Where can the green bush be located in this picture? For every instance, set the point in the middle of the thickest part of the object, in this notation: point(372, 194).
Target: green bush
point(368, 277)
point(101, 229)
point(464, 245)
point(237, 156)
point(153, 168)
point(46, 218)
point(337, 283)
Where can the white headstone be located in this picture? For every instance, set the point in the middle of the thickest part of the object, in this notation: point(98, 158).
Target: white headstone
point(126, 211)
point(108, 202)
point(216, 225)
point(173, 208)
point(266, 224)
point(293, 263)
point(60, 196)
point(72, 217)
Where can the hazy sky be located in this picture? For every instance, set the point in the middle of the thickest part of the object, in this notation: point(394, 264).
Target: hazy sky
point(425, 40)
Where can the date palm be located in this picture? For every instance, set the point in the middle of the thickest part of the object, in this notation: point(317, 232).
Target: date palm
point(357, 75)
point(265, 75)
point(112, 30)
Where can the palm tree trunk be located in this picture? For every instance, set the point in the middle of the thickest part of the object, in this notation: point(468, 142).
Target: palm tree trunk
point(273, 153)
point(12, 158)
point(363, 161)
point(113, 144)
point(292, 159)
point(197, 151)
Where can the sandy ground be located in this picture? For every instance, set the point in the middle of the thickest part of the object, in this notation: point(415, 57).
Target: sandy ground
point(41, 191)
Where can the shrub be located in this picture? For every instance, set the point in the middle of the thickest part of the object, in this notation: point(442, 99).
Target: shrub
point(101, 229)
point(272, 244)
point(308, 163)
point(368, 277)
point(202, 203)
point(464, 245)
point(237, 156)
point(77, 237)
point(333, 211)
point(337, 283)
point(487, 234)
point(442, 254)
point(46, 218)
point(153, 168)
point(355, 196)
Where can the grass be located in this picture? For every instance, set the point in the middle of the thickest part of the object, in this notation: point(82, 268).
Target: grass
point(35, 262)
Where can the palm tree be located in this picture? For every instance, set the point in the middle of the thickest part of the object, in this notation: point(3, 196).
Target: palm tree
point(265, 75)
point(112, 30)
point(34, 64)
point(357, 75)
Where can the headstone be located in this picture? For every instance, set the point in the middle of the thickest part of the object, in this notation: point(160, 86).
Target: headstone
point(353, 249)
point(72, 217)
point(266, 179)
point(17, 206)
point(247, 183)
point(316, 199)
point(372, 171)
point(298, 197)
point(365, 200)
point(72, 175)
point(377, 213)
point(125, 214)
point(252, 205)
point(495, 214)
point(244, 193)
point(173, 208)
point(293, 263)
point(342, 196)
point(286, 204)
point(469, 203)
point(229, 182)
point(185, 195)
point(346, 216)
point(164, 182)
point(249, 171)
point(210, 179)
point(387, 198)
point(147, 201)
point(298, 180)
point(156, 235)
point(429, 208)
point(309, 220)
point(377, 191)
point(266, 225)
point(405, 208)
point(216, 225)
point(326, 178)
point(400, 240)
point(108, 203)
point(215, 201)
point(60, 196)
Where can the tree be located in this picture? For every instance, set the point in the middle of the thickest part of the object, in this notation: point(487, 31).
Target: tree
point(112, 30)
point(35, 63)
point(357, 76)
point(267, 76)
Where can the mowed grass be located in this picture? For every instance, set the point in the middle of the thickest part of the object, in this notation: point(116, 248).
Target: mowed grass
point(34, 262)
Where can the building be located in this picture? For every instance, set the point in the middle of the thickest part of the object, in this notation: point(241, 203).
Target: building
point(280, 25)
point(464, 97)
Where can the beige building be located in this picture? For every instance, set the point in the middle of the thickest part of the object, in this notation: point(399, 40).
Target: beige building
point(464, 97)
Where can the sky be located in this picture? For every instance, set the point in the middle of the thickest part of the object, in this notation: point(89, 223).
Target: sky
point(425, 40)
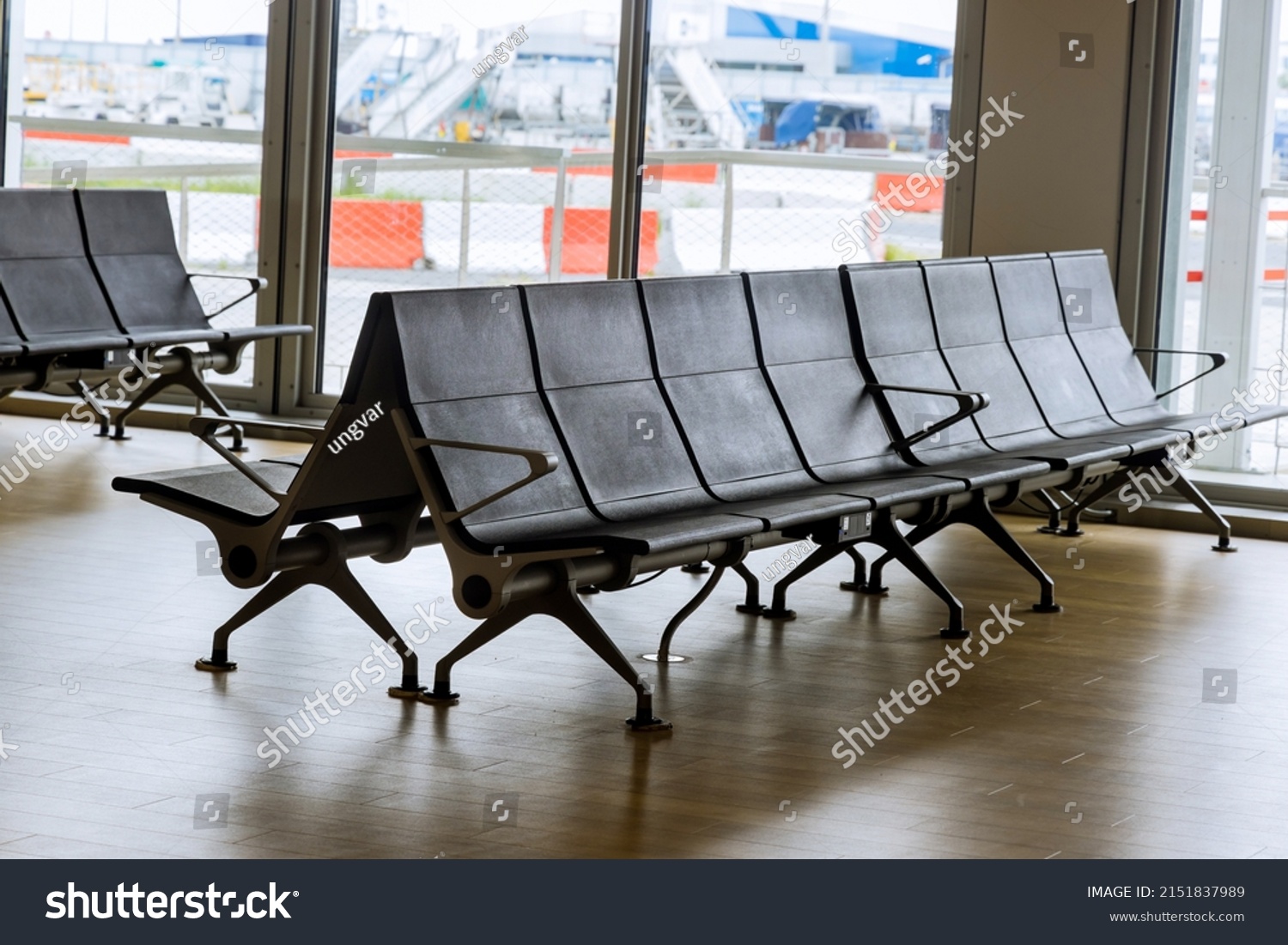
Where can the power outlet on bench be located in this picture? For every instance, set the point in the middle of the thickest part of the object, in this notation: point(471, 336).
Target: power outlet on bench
point(844, 528)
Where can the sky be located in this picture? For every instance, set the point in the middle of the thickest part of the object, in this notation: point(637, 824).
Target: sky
point(139, 21)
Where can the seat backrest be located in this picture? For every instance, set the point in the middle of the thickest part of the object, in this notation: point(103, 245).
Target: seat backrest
point(131, 241)
point(969, 326)
point(898, 344)
point(595, 371)
point(1091, 318)
point(46, 278)
point(808, 354)
point(705, 350)
point(1033, 316)
point(465, 366)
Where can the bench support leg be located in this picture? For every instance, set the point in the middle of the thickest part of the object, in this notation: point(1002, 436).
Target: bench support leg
point(981, 517)
point(664, 651)
point(1115, 481)
point(1187, 488)
point(1053, 507)
point(188, 378)
point(778, 609)
point(566, 607)
point(751, 604)
point(886, 533)
point(337, 577)
point(914, 537)
point(860, 571)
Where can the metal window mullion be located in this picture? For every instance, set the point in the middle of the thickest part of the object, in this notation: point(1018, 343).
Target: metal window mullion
point(294, 196)
point(1236, 246)
point(957, 221)
point(629, 139)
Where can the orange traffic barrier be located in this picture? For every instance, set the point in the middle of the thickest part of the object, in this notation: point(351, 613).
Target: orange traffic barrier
point(585, 239)
point(659, 170)
point(932, 203)
point(76, 136)
point(1274, 215)
point(1270, 276)
point(376, 233)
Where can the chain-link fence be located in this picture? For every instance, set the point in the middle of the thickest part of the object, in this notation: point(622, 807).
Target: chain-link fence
point(211, 178)
point(422, 214)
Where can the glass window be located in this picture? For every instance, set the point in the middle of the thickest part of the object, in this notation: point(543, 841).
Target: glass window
point(473, 147)
point(149, 94)
point(1236, 239)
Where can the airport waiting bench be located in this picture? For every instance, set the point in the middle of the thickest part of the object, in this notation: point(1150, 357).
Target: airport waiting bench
point(93, 286)
point(585, 435)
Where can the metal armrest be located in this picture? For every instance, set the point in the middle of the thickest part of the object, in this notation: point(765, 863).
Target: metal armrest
point(205, 427)
point(257, 283)
point(1218, 358)
point(540, 463)
point(969, 404)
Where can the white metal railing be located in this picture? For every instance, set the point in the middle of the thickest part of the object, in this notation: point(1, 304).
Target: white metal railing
point(407, 154)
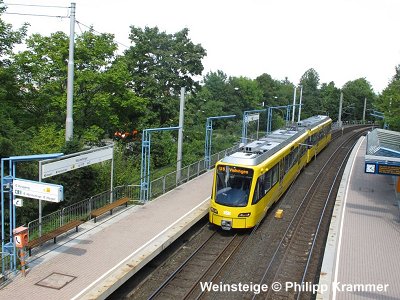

** TASK INSTRUCTIONS **
Reproduce all of the data above word for word, leaving out the pictures.

** SOLUTION FOR THIS EXERCISE **
Where can the green bush be located in this picture? For every instance, set the point in the middle of the thickest part of the object, in this notation: point(372, 194).
Target: green bush
point(368, 277)
point(101, 229)
point(464, 245)
point(237, 156)
point(153, 168)
point(46, 218)
point(337, 283)
Where can the white headstone be located in this picture? For every instance, set the point in the middle of the thickest part of the object, in this notation: point(98, 158).
Target: white headstone
point(126, 211)
point(108, 202)
point(216, 225)
point(173, 208)
point(266, 224)
point(293, 263)
point(60, 196)
point(72, 217)
Where can the hazy sky be located in this picture? For every instance, set the point in the middle of the thickest part of the object, in this notation: point(394, 264).
Target: hazy sky
point(425, 40)
Where can the date palm be located in this picture? For every instance, set the point in the middle of the thickest part of the object, in this notation: point(317, 232).
Target: date palm
point(357, 75)
point(265, 75)
point(112, 30)
Where can the palm tree trunk be located in this picture? For every instance, set the point in the middle of the thickest part of the object, in this notation: point(468, 142).
Target: palm tree trunk
point(273, 153)
point(12, 158)
point(363, 161)
point(113, 144)
point(292, 159)
point(197, 151)
Where can the sandy ground be located in this picture? For every instance, set the point in the middle of the thickest part of the object, in this notation: point(415, 57).
Target: sandy ground
point(41, 191)
Where can the shrub be located in this picture? For every instance, set the point in the middle of the thickest part of the object, in this notation: point(442, 99).
Target: shrub
point(101, 229)
point(272, 244)
point(308, 163)
point(368, 277)
point(202, 203)
point(464, 245)
point(237, 156)
point(77, 237)
point(333, 211)
point(337, 283)
point(487, 234)
point(442, 254)
point(46, 218)
point(153, 168)
point(355, 196)
Where can the grass be located in this picture? For every instance, set the point in the middle of the thickest part of the object, in this notation: point(82, 268).
Target: grass
point(35, 262)
Where can the palm tree be located in this picture? For every instance, set the point in the middle of the thickest part of the object, in this notation: point(3, 196).
Target: palm tree
point(265, 75)
point(112, 30)
point(34, 64)
point(357, 75)
Where can the headstone be located in this picture? For every instance, set the point in the middle of the thickest part of the object, in this notation: point(160, 86).
Target: headstone
point(353, 249)
point(72, 217)
point(266, 179)
point(17, 206)
point(247, 183)
point(316, 199)
point(372, 171)
point(298, 197)
point(365, 200)
point(72, 175)
point(377, 213)
point(125, 214)
point(252, 205)
point(495, 214)
point(244, 193)
point(173, 208)
point(293, 263)
point(342, 196)
point(286, 204)
point(469, 203)
point(229, 182)
point(185, 195)
point(346, 216)
point(164, 182)
point(249, 171)
point(210, 179)
point(387, 198)
point(147, 201)
point(298, 180)
point(156, 235)
point(429, 208)
point(309, 220)
point(377, 191)
point(266, 225)
point(405, 208)
point(216, 225)
point(326, 178)
point(400, 240)
point(108, 203)
point(215, 201)
point(60, 196)
Where can the tree be located in this picture? For every instance, set the point in the middle of the thickest part of the object, in this notation: point(487, 31).
Target: tree
point(112, 30)
point(35, 63)
point(357, 76)
point(267, 76)
Where can the mowed grass be located in this picture? For every instance, set the point in the middle of the thickest part of the object, in this notation: point(116, 248).
Target: mowed grass
point(34, 262)
Where can the building be located in this picture? For every instance, set the point in the middle of the thickest part of the object, in this notation: point(241, 203).
Target: building
point(280, 25)
point(464, 97)
Where can the beige building be located in this picture? For every instance, set the point in the middle of the thickest part of the object, in this notation: point(399, 40).
Target: beige building
point(464, 97)
Where can the sky be located in this picture? For every instance, set the point in the middle of the thickest part of the object, in this notation: point(89, 223).
Target: sky
point(425, 40)
Where can the power outlet on bench be located in this picture? For every instance, set the point in the middle of the thickest part of the object, in this notation: point(471, 336).
Target: power outlet on bench
point(844, 528)
Where can the sky be located in this picture? For every instance, set the point in the middle of the thickest part of the object, in this notation: point(637, 824).
Target: sky
point(139, 21)
Where can the seat backrest be located in this picture? For every instance, set the point in the middle of the thickest part of the object, in this notation: point(103, 245).
Target: seat backrest
point(131, 241)
point(969, 326)
point(898, 344)
point(595, 371)
point(1091, 318)
point(46, 278)
point(808, 354)
point(705, 350)
point(1033, 316)
point(465, 366)
Where can the bench support leg be located in this picture? For every instance, set the point in the middle of the thickest part of the object, in this notation: point(1002, 436).
Target: bench support leg
point(981, 517)
point(664, 651)
point(1115, 481)
point(1187, 488)
point(1053, 507)
point(188, 378)
point(778, 609)
point(566, 607)
point(751, 604)
point(886, 533)
point(337, 577)
point(914, 537)
point(860, 571)
Where can the metal window mullion be located in this picture? For every instance, set the point in the middle of the thickest part of the object, in this notation: point(1018, 343).
Target: metal window mullion
point(294, 196)
point(1236, 246)
point(957, 221)
point(629, 139)
Where can the orange traffic barrier be located in this picture? For every instance, set the point in the middle of the thickest part of the object, in this notation: point(351, 613).
Target: orange traffic barrier
point(585, 239)
point(659, 170)
point(932, 203)
point(76, 136)
point(1274, 215)
point(1270, 276)
point(376, 233)
Where can the chain-link fence be located in this picture? For every instance, set the point in the middle of the thickest part of the object, in this notation: point(622, 807).
Target: chain-link fence
point(211, 178)
point(422, 214)
Where can the glass window be located in this picture? For every instance, set the point in the middle of the thickest part of the object, in this notation: point(543, 841).
Target: glass window
point(473, 147)
point(149, 94)
point(1236, 239)
Where can the airport waiting bench be located in this picture? For every instance, set the point in the middle of the thickest part of the object, in this notation: point(1150, 357).
Target: airport waiting bench
point(93, 286)
point(585, 435)
Where can the metal armrest be located in this picture? For every instance, set the point in the middle of the thickest part of the object, in this notation: point(765, 863).
Target: metal armrest
point(205, 427)
point(257, 283)
point(1218, 358)
point(540, 463)
point(969, 404)
Where can the white metal railing be located in this picture? For every instance, set the point in the middle of the thickest part of the object, in this notation: point(1, 304).
Target: white metal railing
point(407, 154)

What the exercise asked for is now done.